*Exercise*: Arrange the records as a numbered list of lines, skipping blank lines, from the start of the records up to and including the line with "pixel 136 172". Leave the pictures out of your answer.

★ ★ ★

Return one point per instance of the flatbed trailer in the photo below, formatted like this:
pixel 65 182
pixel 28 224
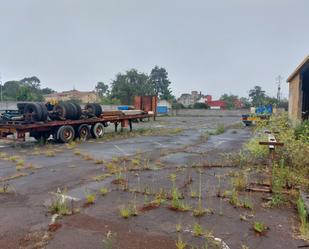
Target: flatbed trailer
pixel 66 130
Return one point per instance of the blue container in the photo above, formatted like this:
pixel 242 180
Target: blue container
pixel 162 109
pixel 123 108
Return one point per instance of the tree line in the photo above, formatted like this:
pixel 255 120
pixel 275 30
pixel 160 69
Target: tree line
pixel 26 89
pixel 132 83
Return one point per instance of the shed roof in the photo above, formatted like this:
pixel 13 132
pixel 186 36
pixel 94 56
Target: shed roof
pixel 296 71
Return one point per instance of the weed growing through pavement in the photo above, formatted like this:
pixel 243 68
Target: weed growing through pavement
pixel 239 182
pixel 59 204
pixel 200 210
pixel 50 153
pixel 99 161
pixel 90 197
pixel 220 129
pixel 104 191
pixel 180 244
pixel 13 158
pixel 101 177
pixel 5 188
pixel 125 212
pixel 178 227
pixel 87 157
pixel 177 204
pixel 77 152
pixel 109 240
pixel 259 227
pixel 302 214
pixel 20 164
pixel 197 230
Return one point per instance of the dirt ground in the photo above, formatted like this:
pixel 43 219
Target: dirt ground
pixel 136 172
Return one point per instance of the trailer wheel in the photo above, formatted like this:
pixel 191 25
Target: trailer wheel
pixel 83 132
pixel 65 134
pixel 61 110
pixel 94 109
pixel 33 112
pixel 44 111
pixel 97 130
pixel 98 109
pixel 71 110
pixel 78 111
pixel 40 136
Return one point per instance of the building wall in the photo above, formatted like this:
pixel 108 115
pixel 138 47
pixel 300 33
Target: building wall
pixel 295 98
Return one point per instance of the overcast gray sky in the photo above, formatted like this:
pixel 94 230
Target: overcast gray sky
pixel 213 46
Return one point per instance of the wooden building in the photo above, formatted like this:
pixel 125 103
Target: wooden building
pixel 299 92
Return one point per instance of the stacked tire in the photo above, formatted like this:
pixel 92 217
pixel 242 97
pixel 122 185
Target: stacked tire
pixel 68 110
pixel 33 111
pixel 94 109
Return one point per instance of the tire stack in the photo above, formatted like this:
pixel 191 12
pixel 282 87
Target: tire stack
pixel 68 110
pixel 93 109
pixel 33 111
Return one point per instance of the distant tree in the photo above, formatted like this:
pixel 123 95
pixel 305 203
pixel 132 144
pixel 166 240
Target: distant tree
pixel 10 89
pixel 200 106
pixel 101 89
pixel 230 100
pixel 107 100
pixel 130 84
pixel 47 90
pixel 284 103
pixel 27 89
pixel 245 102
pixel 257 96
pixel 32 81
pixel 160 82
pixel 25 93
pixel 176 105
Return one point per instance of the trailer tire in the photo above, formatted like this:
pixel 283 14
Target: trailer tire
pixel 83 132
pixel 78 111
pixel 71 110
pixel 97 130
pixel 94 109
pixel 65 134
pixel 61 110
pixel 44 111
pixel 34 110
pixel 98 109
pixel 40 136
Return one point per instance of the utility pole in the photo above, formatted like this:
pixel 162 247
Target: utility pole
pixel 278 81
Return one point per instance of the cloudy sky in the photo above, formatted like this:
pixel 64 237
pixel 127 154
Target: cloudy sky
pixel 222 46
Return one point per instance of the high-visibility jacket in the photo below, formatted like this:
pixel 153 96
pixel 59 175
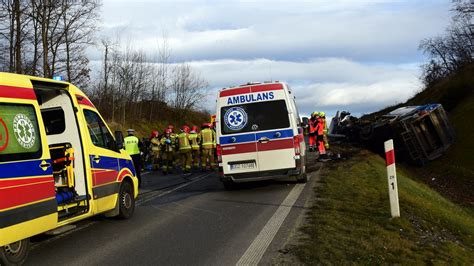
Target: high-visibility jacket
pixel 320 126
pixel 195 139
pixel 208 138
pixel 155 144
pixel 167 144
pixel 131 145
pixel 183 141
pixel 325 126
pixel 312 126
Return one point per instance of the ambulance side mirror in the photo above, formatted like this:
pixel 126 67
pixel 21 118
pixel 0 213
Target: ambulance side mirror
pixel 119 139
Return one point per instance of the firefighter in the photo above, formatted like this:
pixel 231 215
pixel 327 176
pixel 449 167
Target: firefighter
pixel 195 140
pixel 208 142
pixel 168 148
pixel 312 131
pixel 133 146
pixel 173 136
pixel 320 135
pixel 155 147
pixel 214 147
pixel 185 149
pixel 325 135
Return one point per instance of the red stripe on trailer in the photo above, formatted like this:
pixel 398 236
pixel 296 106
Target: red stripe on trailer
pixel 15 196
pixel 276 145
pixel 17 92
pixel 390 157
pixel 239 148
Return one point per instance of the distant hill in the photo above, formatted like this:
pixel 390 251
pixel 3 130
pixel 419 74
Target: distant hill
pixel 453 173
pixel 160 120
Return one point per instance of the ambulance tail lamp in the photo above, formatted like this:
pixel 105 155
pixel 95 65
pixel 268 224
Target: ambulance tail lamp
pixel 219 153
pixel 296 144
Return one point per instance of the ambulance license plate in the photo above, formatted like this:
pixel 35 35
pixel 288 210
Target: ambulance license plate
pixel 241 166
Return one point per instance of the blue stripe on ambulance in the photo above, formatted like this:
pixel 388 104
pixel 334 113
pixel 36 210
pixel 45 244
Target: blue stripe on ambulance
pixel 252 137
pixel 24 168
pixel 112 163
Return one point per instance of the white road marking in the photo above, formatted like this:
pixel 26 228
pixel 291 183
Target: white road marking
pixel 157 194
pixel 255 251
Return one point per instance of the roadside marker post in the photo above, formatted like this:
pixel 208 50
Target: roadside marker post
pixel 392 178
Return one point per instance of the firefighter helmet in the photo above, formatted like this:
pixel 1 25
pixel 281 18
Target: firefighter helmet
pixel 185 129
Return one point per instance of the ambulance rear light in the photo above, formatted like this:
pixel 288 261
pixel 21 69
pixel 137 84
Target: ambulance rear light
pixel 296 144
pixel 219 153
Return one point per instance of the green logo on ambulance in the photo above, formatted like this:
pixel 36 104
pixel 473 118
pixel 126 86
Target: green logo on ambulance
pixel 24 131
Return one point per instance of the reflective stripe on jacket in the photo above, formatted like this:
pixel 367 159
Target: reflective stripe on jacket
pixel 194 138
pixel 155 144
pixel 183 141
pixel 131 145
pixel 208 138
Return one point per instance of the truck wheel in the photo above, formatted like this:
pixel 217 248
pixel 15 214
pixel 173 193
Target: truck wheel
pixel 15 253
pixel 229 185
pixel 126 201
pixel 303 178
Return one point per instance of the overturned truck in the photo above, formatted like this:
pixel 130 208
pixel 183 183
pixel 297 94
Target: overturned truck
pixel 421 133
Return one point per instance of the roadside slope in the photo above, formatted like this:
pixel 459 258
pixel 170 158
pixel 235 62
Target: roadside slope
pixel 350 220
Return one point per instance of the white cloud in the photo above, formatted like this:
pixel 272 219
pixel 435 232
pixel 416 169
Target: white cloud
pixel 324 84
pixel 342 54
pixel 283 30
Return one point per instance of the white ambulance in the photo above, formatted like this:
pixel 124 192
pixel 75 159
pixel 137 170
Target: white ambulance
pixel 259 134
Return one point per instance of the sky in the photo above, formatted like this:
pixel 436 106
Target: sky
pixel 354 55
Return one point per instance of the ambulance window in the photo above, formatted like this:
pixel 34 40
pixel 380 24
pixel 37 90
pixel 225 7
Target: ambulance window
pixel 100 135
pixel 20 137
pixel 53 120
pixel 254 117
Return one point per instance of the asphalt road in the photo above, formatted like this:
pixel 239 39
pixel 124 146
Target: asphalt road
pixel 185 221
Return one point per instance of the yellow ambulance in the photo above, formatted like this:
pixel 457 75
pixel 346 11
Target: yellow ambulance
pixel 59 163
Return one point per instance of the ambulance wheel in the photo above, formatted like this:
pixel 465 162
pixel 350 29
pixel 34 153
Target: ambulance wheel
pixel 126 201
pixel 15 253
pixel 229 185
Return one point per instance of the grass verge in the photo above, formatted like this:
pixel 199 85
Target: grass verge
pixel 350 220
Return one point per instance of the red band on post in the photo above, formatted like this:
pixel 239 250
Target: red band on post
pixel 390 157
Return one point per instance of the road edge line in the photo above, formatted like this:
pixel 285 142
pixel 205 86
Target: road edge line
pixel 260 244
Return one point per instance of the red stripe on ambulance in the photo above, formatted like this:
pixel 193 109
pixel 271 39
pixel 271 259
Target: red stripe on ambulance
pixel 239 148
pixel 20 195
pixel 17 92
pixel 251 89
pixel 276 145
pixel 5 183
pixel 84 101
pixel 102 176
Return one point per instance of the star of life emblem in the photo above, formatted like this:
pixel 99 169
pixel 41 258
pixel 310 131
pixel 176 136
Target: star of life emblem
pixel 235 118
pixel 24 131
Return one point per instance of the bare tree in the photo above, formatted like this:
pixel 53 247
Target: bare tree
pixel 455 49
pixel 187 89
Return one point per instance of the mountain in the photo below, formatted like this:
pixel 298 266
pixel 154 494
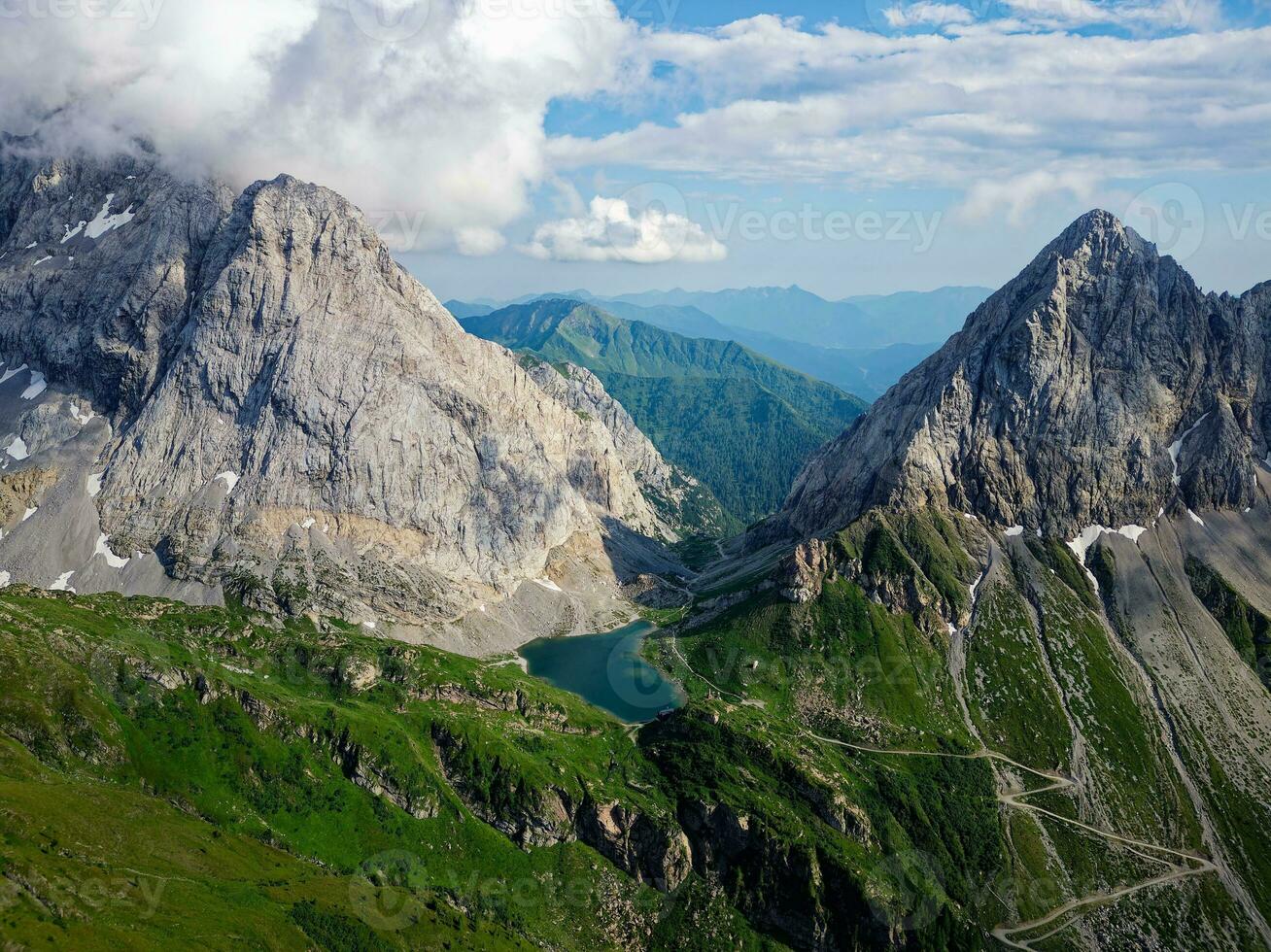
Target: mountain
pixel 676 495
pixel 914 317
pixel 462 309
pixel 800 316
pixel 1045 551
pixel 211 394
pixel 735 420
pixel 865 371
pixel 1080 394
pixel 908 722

★ ★ ★

*Response*:
1. Return one point per instance of the flatbed trailer in the photo below, formatted like this:
2. pixel 65 182
3. pixel 28 224
4. Target: flatbed trailer
5. pixel 66 130
6. Return one point per instance of the blue container in the photo above, formatted like this:
7. pixel 242 180
8. Target: blue container
9. pixel 162 109
10. pixel 123 108
11. Return one point per instance of the tree line in the photo above, formatted like this:
12. pixel 255 120
13. pixel 275 30
14. pixel 160 69
15. Target: tree line
16. pixel 26 89
17. pixel 132 83
18. Return one point per instance of the shed roof in the photo above, formatted like this:
19. pixel 13 132
20. pixel 186 36
21. pixel 94 56
22. Target: shed roof
23. pixel 296 71
24. Return one point per instance of the weed growing through pavement in the photo above, formatted like this:
25. pixel 243 68
26. Target: weed growing through pavement
27. pixel 239 182
28. pixel 59 204
29. pixel 200 210
30. pixel 50 153
31. pixel 99 161
32. pixel 90 197
33. pixel 220 129
34. pixel 104 191
35. pixel 180 244
36. pixel 13 158
37. pixel 101 177
38. pixel 5 188
39. pixel 125 212
40. pixel 178 227
41. pixel 87 157
42. pixel 177 204
43. pixel 77 152
44. pixel 109 240
45. pixel 259 227
46. pixel 302 214
47. pixel 20 164
48. pixel 197 230
49. Return one point per instance of the dirt ground in the photo above, formatted like this:
50. pixel 43 219
51. Target: dirt ground
52. pixel 136 172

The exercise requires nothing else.